■ ACTIVITIES:
1/ From the consultation process section, quote the passage from "RAID and other" to "the SRSG’s work.".
2/ Answer these questions from the consultation process section:
(a) In what month and year did the SRSG present the draft Guiding Principles?
(b) What did the Human Rights Council resolve to set up in July 2011?
(c) Which body is RAID now advising?

The consultation process
In November 2010, the SRSG presented a draft series of Guiding Principles for the Implementation of the United Nations ‘Protect, Respect and Remedy’ Framework, and opened a consultation on the document.
RAID and other NGOs expressed significant concerns with the draft and welcomed the fact that some clarification on matters they had raised was included in the final version of the GPs.
The Human Rights Council asked the SRSG to draw up guidance on how the Framework should be put into practice. As the SRSG’s mandate was drawing to an end, RAID and a consortium of NGOs published a statement welcoming his achievements in drawing up the Protect, Respect and Remedy Framework and the GPs but also offering constructive criticism. The NGOs called for robust and effective follow-up to ensure that the UN continued to build upon, and to strengthen, the SRSG’s work.
In July 2011, the Human Rights Council resolved to set up a Working Group to monitor the operation of the GPs. The Council’s resolution fell well short of what the NGOs had requested – not least because the Working Group will examine only the implementation of the GPs and not the adequacy of the Principles themselves. Nevertheless, RAID is proud of its positive contributions to the current UN framework on business and human rights, while recognising that a great deal more work is required.
RAID is now advising the UN Working Group monitoring implementation of the GPs, whilst continuing to argue for their strengthening.

■ DATA RECORDS:

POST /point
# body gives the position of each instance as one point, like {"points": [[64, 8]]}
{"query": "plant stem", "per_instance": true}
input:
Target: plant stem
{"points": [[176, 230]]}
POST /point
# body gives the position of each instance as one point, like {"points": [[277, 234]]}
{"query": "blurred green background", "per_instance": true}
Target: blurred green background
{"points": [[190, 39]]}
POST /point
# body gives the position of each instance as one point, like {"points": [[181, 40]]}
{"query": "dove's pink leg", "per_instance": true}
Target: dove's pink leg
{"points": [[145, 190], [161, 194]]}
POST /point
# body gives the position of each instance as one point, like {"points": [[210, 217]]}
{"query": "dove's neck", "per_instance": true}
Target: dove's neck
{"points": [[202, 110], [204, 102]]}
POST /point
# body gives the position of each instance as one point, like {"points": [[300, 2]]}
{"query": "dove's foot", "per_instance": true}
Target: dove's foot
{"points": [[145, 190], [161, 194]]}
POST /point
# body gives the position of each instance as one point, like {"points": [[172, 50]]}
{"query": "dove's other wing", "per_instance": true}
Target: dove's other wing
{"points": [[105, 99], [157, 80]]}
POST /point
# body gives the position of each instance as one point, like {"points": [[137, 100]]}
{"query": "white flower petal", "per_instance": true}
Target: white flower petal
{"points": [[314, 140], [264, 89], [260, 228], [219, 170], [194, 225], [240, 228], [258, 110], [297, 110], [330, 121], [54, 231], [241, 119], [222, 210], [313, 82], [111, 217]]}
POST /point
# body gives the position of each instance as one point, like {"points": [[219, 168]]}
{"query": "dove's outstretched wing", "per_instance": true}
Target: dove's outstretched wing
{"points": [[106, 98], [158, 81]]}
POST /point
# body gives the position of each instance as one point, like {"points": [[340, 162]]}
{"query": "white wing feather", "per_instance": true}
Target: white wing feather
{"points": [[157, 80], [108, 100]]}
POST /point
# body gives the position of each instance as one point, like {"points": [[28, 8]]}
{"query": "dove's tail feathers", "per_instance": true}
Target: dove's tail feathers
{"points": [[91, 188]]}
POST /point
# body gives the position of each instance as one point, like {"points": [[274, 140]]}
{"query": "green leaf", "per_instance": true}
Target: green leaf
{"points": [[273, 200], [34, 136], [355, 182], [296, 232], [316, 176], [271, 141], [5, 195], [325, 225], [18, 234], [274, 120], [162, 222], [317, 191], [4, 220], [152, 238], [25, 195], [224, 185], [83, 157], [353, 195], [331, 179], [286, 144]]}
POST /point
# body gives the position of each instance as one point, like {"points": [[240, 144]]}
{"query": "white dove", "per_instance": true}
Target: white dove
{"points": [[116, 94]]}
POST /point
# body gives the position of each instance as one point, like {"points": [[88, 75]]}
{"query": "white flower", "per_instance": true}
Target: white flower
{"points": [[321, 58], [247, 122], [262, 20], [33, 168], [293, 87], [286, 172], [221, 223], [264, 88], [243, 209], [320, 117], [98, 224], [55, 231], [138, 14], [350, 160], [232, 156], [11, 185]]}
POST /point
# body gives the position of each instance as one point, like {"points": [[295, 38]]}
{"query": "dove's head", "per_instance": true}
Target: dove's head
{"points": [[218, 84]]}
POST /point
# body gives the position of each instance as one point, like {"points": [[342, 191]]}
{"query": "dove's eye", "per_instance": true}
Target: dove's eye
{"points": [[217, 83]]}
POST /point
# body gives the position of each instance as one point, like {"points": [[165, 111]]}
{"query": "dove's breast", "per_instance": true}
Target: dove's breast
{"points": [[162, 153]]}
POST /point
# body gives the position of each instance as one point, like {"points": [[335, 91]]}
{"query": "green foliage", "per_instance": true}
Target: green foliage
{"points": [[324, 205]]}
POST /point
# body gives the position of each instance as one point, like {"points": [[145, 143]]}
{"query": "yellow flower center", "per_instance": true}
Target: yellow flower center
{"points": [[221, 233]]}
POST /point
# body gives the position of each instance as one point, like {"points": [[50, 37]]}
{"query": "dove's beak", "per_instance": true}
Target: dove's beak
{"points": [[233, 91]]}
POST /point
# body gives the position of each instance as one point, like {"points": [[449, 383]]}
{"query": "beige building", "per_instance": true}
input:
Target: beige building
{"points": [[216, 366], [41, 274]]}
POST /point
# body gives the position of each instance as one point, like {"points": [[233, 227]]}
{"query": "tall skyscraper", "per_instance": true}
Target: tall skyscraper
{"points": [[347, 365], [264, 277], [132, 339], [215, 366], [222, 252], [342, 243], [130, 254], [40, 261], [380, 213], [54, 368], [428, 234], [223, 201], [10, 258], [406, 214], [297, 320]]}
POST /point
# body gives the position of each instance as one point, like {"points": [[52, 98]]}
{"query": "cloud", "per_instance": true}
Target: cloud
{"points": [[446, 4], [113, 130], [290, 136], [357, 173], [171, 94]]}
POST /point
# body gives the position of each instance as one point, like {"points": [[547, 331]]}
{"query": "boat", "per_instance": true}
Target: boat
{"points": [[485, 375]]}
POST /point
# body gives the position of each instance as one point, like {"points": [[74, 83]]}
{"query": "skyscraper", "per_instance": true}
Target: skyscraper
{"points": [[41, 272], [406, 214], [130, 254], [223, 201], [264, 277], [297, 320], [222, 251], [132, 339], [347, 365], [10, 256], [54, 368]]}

■ ANSWERS BY TASK:
1/
RAID and other NGOs expressed significant concerns with the draft and welcomed the fact that some clarification on matters they had raised was included in the final version of the GPs.
The Human Rights Council asked the SRSG to draw up guidance on how the Framework should be put into practice. As the SRSG’s mandate was drawing to an end, RAID and a consortium of NGOs published a statement welcoming his achievements in drawing up the Protect, Respect and Remedy Framework and the GPs but also offering constructive criticism. The NGOs called for robust and effective follow-up to ensure that the UN continued to build upon, and to strengthen, the SRSG’s work.

2/
(a) November 2010
(b) A Working Group to monitor the operation of the GPs
(c) The UN Working Group monitoring implementation of the GPs